++++ Brano proposto ++++

Accanto alle immagini, anche le denunce: i sostenitori dell’ex presidente ed attuale senatore Alvaro Uribe appaiono in vari comizi insieme a capi paramilitari, delineando chiaramente il filo teso fra multinazionali, capi politici e mercenari.
E’artista della memoria, Abad, perchè cammina rispettoso insieme a lei. Per questo riesce a fotografare Aniceto che piange disperato sulla tomba di sua moglie, che lui aveva dovuto vedere morire di dissanguamento per un colpo di fucile, mentre esercito e guerriglia gli impedivano per ore di portarla in ospedale. Sembra un racconto di Buzzati e invece è ciò che il fotografo ha saputo rendere: uno scatto per un tempo infinito, la storia della morte di Ubertina, che Jesus Abad accompagna all’interro, insieme al marito.
L’intimità del dolore che El Testigo ci consegna, ci impone – nel momento in cui la riceviamo – di essere parte del processo di giustizia della Colombia, così come in ogni altro luogo che affondi le proprie colpe nel silenzio e nell’indifferenza.

++++

> [Consegne dell'esercizio]:
1/ Puoi ricopiare senza alcuna modifica le righe dell'elenco a partire da quella che contiene "Practice step: identify the grass yard" fino alla fine dell'elenco, entrambi gli estremi compresi?
2/ Sapresti proseguire il brano sul fotografo Jesus Abad e sulla memoria della Colombia dal punto in cui si ferma?

++++ Dati di partenza ++++

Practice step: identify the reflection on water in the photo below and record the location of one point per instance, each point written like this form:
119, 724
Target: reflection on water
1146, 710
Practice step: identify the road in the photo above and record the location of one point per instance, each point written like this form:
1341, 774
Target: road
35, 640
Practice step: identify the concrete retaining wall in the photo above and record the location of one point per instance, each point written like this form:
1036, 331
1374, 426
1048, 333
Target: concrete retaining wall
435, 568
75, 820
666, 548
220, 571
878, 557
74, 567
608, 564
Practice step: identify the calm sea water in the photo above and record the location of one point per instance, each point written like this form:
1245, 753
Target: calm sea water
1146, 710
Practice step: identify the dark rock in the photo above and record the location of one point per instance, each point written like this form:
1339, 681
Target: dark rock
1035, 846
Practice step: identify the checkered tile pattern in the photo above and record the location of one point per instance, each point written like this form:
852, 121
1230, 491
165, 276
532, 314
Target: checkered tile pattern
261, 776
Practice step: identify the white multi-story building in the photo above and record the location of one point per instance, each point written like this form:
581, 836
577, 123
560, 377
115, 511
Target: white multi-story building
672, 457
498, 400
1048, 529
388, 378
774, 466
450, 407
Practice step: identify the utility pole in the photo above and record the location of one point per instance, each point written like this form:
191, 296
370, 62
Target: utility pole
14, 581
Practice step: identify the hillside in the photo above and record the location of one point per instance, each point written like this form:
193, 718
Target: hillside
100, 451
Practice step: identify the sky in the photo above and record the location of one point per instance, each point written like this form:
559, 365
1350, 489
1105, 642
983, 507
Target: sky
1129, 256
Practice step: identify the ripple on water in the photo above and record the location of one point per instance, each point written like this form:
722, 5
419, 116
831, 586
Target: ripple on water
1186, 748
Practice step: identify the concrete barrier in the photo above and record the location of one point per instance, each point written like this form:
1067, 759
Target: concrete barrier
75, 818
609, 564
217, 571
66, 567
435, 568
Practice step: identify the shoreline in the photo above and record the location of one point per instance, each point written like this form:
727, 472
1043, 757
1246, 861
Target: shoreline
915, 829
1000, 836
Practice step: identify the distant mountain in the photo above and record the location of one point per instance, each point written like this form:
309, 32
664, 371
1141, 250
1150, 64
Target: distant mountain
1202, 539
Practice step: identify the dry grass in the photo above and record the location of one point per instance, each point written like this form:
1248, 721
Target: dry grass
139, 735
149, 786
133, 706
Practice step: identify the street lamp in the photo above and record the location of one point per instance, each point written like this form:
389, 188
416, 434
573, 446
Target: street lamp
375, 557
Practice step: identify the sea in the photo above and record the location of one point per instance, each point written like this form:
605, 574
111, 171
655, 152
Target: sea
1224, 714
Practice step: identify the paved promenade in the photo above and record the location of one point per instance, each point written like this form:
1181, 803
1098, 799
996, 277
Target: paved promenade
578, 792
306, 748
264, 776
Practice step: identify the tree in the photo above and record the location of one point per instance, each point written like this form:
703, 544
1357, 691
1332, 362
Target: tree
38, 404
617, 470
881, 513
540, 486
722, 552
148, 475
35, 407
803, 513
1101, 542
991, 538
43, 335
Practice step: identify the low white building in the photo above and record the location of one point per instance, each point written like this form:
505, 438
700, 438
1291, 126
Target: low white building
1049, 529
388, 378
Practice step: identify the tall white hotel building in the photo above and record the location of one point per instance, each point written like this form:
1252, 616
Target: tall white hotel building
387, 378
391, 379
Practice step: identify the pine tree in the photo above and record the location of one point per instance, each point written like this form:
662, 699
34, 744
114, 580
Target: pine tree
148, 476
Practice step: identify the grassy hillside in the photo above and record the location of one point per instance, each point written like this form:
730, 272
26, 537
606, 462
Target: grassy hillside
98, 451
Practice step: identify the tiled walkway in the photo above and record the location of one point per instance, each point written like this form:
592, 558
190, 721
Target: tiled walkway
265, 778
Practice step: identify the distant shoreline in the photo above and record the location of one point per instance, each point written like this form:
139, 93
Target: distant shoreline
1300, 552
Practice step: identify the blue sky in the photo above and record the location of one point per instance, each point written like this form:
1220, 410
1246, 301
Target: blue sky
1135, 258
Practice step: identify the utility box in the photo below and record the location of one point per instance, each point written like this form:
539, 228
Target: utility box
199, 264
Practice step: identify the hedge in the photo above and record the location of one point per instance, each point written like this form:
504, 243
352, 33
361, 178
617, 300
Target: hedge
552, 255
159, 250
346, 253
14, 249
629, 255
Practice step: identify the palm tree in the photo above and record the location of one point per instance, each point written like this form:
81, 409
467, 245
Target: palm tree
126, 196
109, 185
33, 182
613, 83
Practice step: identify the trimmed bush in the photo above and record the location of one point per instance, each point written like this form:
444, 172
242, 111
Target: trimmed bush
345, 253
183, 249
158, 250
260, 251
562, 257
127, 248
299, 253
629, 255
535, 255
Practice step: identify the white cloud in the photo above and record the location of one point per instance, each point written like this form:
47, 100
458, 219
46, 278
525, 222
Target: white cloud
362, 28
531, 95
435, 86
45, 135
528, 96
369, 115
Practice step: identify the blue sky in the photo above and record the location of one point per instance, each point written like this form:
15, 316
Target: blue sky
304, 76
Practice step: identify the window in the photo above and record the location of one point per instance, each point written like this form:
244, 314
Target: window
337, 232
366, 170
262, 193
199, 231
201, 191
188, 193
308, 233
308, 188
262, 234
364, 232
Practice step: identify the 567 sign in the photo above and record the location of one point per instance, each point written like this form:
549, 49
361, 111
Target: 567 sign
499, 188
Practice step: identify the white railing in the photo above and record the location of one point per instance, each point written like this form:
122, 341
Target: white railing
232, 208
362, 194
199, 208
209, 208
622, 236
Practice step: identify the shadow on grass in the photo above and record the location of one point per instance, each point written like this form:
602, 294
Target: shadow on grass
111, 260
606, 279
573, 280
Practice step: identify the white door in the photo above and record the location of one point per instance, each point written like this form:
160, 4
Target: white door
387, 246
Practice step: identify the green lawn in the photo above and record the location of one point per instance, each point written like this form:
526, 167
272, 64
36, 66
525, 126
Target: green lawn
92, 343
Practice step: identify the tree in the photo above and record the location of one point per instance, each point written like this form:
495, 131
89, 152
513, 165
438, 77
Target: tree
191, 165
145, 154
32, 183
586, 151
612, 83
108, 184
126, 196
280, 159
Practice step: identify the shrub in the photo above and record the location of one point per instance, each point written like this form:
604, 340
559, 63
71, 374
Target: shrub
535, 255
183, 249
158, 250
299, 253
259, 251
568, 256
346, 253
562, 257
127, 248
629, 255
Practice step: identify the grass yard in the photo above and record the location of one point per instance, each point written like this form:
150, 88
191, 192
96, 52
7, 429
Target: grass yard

++++

> [Risultati attesi]:
1/
Practice step: identify the grass yard in the photo above and record the location of one point per instance, each point written like this form:
150, 88
191, 192
96, 52
7, 429
Target: grass yard

2/
Con la propria penna, la propria persona nei territori. Con la mente aperta e mai spenta. Ci chiede di prendere posizione e guardare negli occhi l’ingiustizia, e combatterla.
“La verdad que se le quiere contar al país es siempre la de los vencedores, no la de los perdedores, población vulnerada en toda su dignidad humana. La verdad desde la que yo trato de acercarme es la de las víctimas, esas personas que han estado perdiendo constantemente y que están cansadas, pero que en muchos casos buscan regresar a su tierra para reconstruir sus vidas y vuelven a sembrar en lugares donde muchas veces recogieron sus muertos”.
Jesús Abad Colorado.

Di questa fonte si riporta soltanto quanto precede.